**PROVIDED MATERIAL:**
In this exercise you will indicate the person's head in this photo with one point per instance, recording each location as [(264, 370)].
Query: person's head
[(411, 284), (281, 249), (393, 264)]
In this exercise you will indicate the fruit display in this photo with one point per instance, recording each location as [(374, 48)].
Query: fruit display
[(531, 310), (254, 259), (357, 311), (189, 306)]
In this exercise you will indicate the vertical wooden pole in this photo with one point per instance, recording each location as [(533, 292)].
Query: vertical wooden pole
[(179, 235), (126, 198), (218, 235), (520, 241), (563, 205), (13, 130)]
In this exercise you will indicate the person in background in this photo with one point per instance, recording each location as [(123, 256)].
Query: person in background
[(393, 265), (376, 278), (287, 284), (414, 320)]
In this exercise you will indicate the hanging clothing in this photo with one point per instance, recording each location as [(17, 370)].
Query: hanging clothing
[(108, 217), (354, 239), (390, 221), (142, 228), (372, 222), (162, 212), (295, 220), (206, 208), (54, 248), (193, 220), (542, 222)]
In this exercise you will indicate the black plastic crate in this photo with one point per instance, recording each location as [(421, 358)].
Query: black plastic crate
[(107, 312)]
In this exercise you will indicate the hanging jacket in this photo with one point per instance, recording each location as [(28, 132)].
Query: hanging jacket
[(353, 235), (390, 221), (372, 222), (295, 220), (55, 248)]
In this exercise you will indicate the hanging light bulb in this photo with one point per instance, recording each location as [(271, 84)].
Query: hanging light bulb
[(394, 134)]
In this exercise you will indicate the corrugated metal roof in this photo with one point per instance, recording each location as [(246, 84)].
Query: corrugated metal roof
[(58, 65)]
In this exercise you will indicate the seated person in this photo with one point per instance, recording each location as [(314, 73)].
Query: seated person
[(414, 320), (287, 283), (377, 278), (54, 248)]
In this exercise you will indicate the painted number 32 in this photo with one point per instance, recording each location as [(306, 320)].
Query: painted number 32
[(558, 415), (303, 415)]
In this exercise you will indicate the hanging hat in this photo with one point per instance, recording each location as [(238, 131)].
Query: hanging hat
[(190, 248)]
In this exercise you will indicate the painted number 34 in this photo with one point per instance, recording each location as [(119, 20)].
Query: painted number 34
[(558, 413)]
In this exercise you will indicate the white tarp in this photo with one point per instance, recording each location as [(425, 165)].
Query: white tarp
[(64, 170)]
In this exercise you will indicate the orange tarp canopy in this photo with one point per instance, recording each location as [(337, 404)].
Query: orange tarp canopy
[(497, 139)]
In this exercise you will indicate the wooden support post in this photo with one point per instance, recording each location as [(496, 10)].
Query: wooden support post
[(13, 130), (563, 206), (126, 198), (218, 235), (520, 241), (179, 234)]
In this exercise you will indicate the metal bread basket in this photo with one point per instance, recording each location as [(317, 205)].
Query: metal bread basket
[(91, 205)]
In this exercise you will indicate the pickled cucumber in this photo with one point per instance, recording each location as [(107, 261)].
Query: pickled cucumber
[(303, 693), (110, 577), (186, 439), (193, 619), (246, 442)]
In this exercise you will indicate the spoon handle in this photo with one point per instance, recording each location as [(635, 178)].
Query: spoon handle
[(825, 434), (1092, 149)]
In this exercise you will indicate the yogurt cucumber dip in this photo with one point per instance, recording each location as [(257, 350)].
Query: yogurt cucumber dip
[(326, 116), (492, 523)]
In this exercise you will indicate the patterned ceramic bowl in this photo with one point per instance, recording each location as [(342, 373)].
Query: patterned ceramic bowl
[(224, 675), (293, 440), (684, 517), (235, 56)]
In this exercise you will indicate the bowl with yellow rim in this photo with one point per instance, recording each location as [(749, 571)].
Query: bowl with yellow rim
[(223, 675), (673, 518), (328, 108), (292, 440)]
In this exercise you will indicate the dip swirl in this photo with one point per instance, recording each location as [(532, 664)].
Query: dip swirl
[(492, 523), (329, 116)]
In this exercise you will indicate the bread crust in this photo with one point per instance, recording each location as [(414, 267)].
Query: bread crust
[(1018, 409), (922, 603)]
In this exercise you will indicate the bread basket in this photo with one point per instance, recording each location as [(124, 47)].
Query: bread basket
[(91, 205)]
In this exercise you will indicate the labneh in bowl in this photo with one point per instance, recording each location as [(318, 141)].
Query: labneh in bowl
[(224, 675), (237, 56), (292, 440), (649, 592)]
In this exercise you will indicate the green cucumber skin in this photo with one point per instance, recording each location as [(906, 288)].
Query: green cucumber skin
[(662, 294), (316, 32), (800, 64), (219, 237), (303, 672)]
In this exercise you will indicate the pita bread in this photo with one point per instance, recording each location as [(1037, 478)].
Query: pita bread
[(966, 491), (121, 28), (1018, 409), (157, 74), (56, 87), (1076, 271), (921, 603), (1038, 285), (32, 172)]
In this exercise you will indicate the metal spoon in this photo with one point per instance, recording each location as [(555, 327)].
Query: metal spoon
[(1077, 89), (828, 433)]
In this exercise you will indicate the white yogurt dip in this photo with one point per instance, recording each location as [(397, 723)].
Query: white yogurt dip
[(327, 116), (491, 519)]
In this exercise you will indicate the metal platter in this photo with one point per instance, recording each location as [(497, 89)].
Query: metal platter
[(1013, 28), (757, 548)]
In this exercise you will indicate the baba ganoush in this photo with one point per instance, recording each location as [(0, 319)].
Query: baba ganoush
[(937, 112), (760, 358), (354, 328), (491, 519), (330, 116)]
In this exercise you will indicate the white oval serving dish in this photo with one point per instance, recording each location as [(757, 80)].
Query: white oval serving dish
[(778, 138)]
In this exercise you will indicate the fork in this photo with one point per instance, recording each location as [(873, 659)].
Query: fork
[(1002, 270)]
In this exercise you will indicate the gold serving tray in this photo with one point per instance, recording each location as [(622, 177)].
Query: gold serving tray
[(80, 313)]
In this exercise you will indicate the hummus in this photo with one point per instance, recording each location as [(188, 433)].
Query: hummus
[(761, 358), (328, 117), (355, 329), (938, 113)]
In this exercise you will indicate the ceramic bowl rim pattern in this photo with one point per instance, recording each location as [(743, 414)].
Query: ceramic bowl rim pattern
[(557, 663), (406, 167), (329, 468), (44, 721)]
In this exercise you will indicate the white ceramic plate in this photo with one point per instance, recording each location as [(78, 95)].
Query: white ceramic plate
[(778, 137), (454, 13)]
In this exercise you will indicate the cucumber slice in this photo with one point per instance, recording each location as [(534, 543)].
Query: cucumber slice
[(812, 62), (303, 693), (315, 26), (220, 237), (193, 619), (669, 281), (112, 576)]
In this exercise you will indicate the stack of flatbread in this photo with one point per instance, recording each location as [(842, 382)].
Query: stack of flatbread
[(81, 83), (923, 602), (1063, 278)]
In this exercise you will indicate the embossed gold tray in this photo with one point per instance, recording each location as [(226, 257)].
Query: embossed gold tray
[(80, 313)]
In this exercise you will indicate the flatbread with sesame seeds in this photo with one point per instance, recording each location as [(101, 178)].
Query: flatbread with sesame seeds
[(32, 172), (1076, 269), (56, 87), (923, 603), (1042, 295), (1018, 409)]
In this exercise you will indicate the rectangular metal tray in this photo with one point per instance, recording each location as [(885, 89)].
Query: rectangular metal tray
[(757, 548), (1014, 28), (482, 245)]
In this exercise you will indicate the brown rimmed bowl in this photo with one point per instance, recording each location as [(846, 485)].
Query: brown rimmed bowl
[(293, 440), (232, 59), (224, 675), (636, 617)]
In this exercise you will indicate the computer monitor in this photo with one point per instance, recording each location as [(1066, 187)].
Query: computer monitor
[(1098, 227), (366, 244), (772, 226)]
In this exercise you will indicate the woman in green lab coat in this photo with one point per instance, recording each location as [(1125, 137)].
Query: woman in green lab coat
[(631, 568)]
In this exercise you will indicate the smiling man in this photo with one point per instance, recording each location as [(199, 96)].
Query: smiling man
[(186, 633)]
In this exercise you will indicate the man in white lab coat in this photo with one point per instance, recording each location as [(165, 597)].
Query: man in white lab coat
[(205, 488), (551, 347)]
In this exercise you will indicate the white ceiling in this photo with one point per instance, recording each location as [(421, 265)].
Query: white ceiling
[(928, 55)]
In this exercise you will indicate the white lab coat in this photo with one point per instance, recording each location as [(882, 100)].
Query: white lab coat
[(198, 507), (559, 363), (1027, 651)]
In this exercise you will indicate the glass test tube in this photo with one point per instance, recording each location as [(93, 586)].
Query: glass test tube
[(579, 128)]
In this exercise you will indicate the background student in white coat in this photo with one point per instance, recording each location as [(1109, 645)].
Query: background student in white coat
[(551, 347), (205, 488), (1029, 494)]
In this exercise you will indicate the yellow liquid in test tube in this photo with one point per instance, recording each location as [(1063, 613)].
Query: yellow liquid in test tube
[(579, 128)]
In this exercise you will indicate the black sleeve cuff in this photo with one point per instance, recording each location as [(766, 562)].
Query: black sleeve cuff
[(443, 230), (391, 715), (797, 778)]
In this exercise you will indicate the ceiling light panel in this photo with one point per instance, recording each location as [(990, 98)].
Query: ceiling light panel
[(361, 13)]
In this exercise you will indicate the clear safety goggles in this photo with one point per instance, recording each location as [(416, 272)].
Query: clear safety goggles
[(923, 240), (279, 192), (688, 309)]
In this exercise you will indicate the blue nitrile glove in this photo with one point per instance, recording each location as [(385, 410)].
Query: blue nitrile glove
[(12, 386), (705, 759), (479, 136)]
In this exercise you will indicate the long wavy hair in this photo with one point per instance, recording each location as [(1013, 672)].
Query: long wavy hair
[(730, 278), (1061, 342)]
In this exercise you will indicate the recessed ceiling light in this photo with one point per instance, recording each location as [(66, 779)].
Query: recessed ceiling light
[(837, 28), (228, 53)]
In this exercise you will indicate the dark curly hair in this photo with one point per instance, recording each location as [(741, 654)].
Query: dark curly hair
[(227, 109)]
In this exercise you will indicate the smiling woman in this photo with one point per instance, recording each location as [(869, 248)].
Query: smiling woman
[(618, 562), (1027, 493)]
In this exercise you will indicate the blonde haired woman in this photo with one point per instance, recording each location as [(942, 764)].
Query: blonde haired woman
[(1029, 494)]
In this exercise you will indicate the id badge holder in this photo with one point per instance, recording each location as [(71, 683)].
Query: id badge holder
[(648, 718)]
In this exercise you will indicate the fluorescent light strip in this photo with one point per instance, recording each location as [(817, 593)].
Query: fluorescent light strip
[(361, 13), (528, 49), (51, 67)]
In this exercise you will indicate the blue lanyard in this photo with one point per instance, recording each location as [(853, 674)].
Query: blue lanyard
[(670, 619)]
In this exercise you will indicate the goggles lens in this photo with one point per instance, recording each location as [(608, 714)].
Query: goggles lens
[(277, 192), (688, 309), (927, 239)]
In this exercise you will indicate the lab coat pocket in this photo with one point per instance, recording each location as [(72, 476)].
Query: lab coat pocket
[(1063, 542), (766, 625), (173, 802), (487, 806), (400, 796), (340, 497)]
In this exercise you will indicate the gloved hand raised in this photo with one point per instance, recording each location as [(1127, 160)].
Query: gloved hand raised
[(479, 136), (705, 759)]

**WHAT IS ASKED:** Only the lines from the one with "In this exercise you will indicate the blue lanyard" through the end of the material are wanted; copy them exactly, both ends included.

**TASK ANSWER:**
In this exercise you will indicate the blue lanyard in this photo with one point per instance, recording each location as [(853, 674)].
Query: blue lanyard
[(670, 619)]
In this exercise you will indicate the goggles lens in this photo with one point per instance, recording each location as [(608, 714)].
Query: goggles lens
[(277, 192), (688, 309), (927, 239)]
In this exercise you will indicate the lab coat pocket in this photo with one point per instance, recording each location as [(72, 476)].
Query: lab coat pocket
[(1063, 542), (766, 625), (173, 802), (487, 806), (400, 796), (340, 497)]
In this exercise you will indicate the gloved hand raised in this photo with one point per instance, recording each location as [(1127, 160)].
Query: gloved hand raised
[(479, 136), (705, 759)]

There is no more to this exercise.